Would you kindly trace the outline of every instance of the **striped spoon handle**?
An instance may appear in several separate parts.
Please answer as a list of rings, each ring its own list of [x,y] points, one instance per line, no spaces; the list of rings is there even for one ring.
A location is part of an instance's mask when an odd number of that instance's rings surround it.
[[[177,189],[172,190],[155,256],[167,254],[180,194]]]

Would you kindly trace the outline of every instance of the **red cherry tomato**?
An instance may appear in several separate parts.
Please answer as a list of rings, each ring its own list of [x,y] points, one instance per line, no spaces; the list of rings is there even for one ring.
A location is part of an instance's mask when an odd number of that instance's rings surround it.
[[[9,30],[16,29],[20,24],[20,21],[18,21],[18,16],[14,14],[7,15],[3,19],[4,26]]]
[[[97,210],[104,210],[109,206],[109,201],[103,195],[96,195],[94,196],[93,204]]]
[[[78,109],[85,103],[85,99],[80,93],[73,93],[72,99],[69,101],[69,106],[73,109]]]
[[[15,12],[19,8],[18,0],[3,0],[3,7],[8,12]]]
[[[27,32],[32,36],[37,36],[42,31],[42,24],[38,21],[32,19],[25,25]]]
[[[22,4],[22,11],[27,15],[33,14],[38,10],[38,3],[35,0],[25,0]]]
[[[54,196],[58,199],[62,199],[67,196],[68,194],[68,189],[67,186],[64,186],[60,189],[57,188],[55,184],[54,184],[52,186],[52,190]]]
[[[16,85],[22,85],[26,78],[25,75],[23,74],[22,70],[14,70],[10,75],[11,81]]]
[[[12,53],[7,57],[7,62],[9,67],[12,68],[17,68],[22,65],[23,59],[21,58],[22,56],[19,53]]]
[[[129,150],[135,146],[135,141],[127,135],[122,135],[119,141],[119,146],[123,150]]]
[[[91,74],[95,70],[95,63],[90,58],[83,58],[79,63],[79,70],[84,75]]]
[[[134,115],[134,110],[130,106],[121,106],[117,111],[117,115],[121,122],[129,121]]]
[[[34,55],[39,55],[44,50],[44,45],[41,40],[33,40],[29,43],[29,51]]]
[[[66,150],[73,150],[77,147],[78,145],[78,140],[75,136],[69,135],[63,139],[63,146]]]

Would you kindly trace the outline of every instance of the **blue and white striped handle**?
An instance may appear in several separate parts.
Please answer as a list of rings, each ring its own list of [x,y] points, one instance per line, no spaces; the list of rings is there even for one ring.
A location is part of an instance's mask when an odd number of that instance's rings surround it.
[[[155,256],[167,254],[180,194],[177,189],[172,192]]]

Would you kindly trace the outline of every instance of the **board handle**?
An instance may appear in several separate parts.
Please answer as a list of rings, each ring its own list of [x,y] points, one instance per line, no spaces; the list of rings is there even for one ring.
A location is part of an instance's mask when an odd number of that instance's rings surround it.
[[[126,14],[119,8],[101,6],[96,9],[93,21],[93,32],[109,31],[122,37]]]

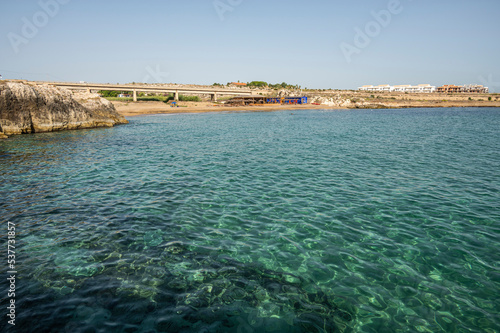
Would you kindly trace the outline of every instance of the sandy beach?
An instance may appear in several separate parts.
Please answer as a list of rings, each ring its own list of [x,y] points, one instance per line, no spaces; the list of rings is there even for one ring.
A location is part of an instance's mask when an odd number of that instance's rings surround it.
[[[386,109],[386,108],[449,108],[449,107],[500,107],[498,94],[397,94],[366,93],[353,91],[316,92],[309,100],[322,98],[333,103],[321,105],[255,105],[226,106],[212,102],[179,102],[179,107],[158,101],[112,101],[118,113],[123,116],[173,113],[237,112],[237,111],[280,111],[311,109]],[[491,100],[489,100],[491,99]],[[342,104],[335,101],[343,101]],[[349,101],[346,103],[345,101]],[[329,105],[330,104],[330,105]]]
[[[223,106],[209,102],[179,102],[179,107],[171,107],[163,102],[117,102],[113,101],[118,113],[123,116],[139,116],[147,114],[173,114],[173,113],[205,113],[205,112],[237,112],[253,111],[268,112],[279,110],[311,110],[311,109],[339,109],[326,105],[263,105],[263,106]],[[346,109],[340,108],[340,109]]]

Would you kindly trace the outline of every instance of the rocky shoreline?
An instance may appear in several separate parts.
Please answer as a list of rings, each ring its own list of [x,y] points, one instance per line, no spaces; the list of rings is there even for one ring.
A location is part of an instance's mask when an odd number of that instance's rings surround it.
[[[113,104],[97,94],[47,84],[0,82],[0,139],[126,123]]]

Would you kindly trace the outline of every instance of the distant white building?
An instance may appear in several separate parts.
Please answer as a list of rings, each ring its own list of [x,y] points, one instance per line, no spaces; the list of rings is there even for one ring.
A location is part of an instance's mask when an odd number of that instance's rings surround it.
[[[409,84],[391,86],[388,84],[382,84],[379,86],[366,85],[358,88],[360,91],[374,91],[374,92],[401,92],[401,93],[433,93],[436,91],[435,86],[430,84],[419,84],[417,86],[412,86]]]

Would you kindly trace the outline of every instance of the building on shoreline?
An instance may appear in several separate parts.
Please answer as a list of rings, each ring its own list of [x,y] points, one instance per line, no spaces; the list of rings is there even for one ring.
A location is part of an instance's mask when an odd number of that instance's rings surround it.
[[[464,86],[456,86],[454,84],[445,84],[437,88],[438,93],[472,93],[472,94],[487,94],[489,88],[478,84],[469,84]]]
[[[229,87],[246,87],[247,84],[244,82],[231,82],[228,84]]]
[[[360,91],[374,91],[374,92],[401,92],[401,93],[433,93],[436,91],[435,86],[430,84],[419,84],[412,86],[409,84],[391,86],[383,84],[379,86],[366,85],[358,88]]]
[[[379,86],[366,85],[359,87],[360,91],[372,91],[372,92],[399,92],[399,93],[471,93],[471,94],[487,94],[489,93],[488,87],[484,87],[478,84],[469,84],[463,86],[456,86],[454,84],[445,84],[439,88],[431,86],[430,84],[419,84],[412,86],[409,84],[391,86],[388,84],[382,84]]]

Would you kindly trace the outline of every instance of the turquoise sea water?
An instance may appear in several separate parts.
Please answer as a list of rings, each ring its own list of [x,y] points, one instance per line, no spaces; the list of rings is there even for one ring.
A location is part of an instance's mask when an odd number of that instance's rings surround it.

■ ■ ■ ■ ■

# STATED PROBLEM
Rewrite all of the data above, changing every "outline" to "contour" and keeping everything else the same. Leave out the pictures.

# SOLUTION FOR THIS PROBLEM
Would you kindly trace the contour of every instance of the **striped spoon handle**?
An instance may appear in several separate parts.
Please answer as a list of rings, each ring its own list of [x,y] points, one instance per line, no spaces; the list of rings is there even for one ring.
A location is part of an instance's mask when an odd number of that instance's rings surround it.
[[[177,189],[172,190],[155,256],[167,254],[180,194]]]

Would you kindly trace the contour of every instance of the **red cherry tomato**?
An instance may appear in several separate parts.
Please answer as a list of rings, each ring its own list of [x,y] points, one instance per line, no spaces; the list of rings is there even for one ring.
A location is part of an instance's mask when an odd number of that instance's rings surround it.
[[[9,30],[16,29],[20,24],[20,21],[18,21],[18,16],[14,14],[7,15],[3,19],[4,26]]]
[[[97,210],[104,210],[109,206],[109,201],[103,195],[96,195],[94,196],[93,204]]]
[[[78,109],[85,103],[85,99],[80,93],[73,93],[72,99],[69,101],[69,106],[73,109]]]
[[[15,12],[19,8],[18,0],[3,0],[3,7],[8,12]]]
[[[27,32],[32,36],[37,36],[42,31],[42,24],[38,21],[32,19],[25,25]]]
[[[22,4],[22,11],[27,15],[33,14],[38,10],[38,3],[35,0],[25,0]]]
[[[54,196],[58,199],[62,199],[67,196],[68,194],[68,189],[67,186],[64,186],[60,189],[57,188],[55,184],[54,184],[52,186],[52,190]]]
[[[16,85],[22,85],[26,78],[25,75],[23,74],[22,70],[14,70],[10,75],[11,81]]]
[[[12,53],[7,57],[7,62],[9,67],[12,68],[17,68],[22,65],[23,59],[21,58],[22,56],[19,53]]]
[[[129,150],[135,146],[135,141],[127,135],[122,135],[119,141],[119,146],[123,150]]]
[[[91,74],[95,70],[95,63],[90,58],[83,58],[79,63],[79,70],[84,75]]]
[[[134,115],[134,110],[130,106],[121,106],[117,111],[117,115],[121,122],[129,121]]]
[[[34,55],[39,55],[44,50],[44,45],[41,40],[33,40],[29,43],[29,51]]]
[[[66,150],[73,150],[77,147],[78,145],[78,140],[75,136],[69,135],[63,139],[63,146]]]

Would you kindly trace the contour of every instance of the **blue and white striped handle**?
An instance may appear in several separate parts.
Please answer as a list of rings, each ring its own list of [x,y] points, one instance per line, no spaces; the list of rings is there even for one ring.
A location is part of an instance's mask when an odd number of that instance's rings surround it.
[[[155,256],[167,254],[180,194],[177,189],[172,192]]]

Would you kindly trace the contour of every instance of the **board handle**?
An instance may appear in several separate parts.
Please answer as a list of rings, each ring its own list of [x,y] points, one instance per line, no spaces; the list of rings is there even for one ring.
A location is part of an instance's mask when an odd number of that instance's rings surround it.
[[[126,14],[119,8],[101,6],[96,9],[93,21],[93,32],[109,31],[122,37]]]

Would you kindly trace the contour of every instance of the sandy beach?
An instance may appear in several separate parts.
Please answer as a list of rings, each ring its own list of [x,y] points, one instance per line, no spaces; the list of rings is there even for one ring.
A location is part of an instance's mask when an odd number of that instance's rings surround it.
[[[386,109],[386,108],[449,108],[449,107],[500,107],[498,94],[397,94],[366,93],[353,91],[316,92],[309,100],[322,98],[333,103],[321,105],[255,105],[226,106],[212,102],[179,102],[179,107],[158,101],[112,101],[118,113],[123,116],[173,113],[237,112],[237,111],[280,111],[311,109]],[[491,100],[489,100],[491,99]],[[342,104],[335,101],[343,101]],[[349,101],[346,103],[345,101]],[[329,105],[330,104],[330,105]]]
[[[223,106],[209,102],[179,102],[179,107],[171,107],[163,102],[117,102],[113,101],[118,113],[123,116],[139,116],[147,114],[173,114],[173,113],[205,113],[205,112],[237,112],[253,111],[268,112],[279,110],[311,110],[311,109],[339,109],[326,105],[263,105],[263,106]],[[346,109],[340,108],[340,109]]]

Would you kindly trace the contour of every instance of the rocky shoreline?
An instance may appear in several separate parts.
Please answer as a list of rings, each ring its own list of [x,y] points, one instance per line, no spaces; the list of rings is there even for one ring.
A location is part of an instance's mask when an odd number of that instance's rings surround it.
[[[113,104],[97,94],[47,84],[0,82],[0,139],[126,123]]]

Would you kindly trace the contour of every instance of the distant white building?
An instance may appear in several separate parts.
Please answer as a list of rings, each ring its own list of [x,y] points, one instance per line, no spaces; the list of rings is there even for one ring.
A location is part of an instance's mask when an odd number of that instance's rings surround it.
[[[409,84],[391,86],[388,84],[382,84],[379,86],[366,85],[358,88],[360,91],[374,91],[374,92],[401,92],[401,93],[433,93],[436,91],[435,86],[430,84],[419,84],[417,86],[412,86]]]

Would you kindly trace the contour of every instance of the building on shoreline?
An instance may appear in several separate parts.
Please answer as a list of rings, each ring its own list of [x,y] points, one instance per line, no spaces; the list of rings is there even for one ring.
A location is part of an instance's mask when an odd number of that instance's rings surround it.
[[[464,86],[456,86],[454,84],[445,84],[437,88],[438,93],[472,93],[472,94],[487,94],[489,88],[478,84],[469,84]]]
[[[229,87],[246,87],[247,84],[244,82],[231,82],[228,84]]]
[[[360,91],[374,91],[374,92],[401,92],[401,93],[433,93],[436,91],[435,86],[430,84],[419,84],[412,86],[409,84],[391,86],[383,84],[379,86],[366,85],[358,88]]]
[[[379,86],[366,85],[359,87],[360,91],[372,91],[372,92],[399,92],[399,93],[471,93],[471,94],[487,94],[489,93],[488,87],[484,87],[478,84],[469,84],[463,86],[456,86],[454,84],[445,84],[439,88],[431,86],[430,84],[419,84],[412,86],[409,84],[391,86],[388,84],[382,84]]]

Would you kindly trace the contour of every instance of the turquoise sea water?
An instance may appear in several separate parts.
Please answer as a list of rings, each ring its own list of [x,y] points, one instance per line, no spaces; the list of rings is there even for one ring.
A location is part of an instance's mask when an odd number of that instance's rings surround it.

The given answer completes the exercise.